══ FRAGMENTO PROPORCIONADO

Por ANTONIO DE LA TORRE OLID
Cualquier día van a acabar a guantazos los inquilinos del Congreso de los Diputados. El deseo es que no fuera así. Y no es aviesa intención para preocupar al lector. Ni es para dar ideas o incitar, sino todo lo contrario. La convicción es que ocurrirá tarde o temprano. Ya hemos tenido un par de conatos en el Parlamento madrileño y alguna que otra tangana en la constitución de algún ayuntamiento o en mociones de censura.

════

OBJETIVO DE LA TAREA ▸ Copia de nuevo el fragmento desde "Por ANTONIO DE" hasta "mociones de censura.", reemplazando "guantazos" por "bofetadas". Los registros no intervienen en este ejercicio.

══ INFORMACIÓN PROPORCIONADA

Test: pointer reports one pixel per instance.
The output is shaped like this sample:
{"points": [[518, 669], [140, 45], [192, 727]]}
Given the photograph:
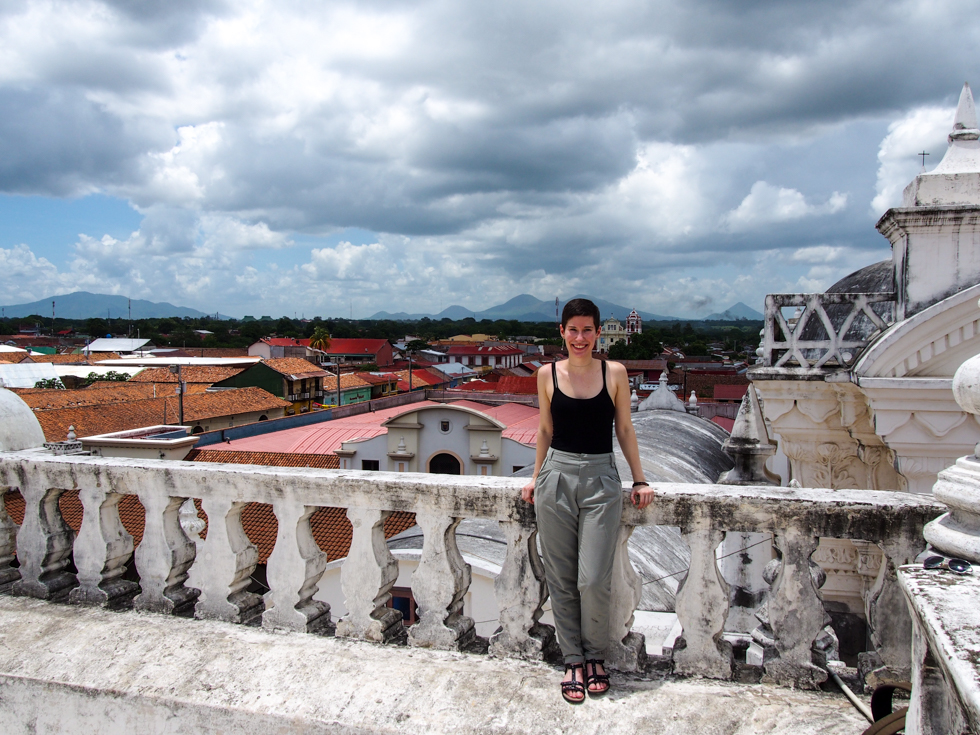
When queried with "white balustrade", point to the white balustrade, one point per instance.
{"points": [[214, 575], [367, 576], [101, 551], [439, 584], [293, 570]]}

════

RESPUESTA DEL EJERCICIO ▸
Por ANTONIO DE LA TORRE OLID
Cualquier día van a acabar a bofetadas los inquilinos del Congreso de los Diputados. El deseo es que no fuera así. Y no es aviesa intención para preocupar al lector. Ni es para dar ideas o incitar, sino todo lo contrario. La convicción es que ocurrirá tarde o temprano. Ya hemos tenido un par de conatos en el Parlamento madrileño y alguna que otra tangana en la constitución de algún ayuntamiento o en mociones de censura.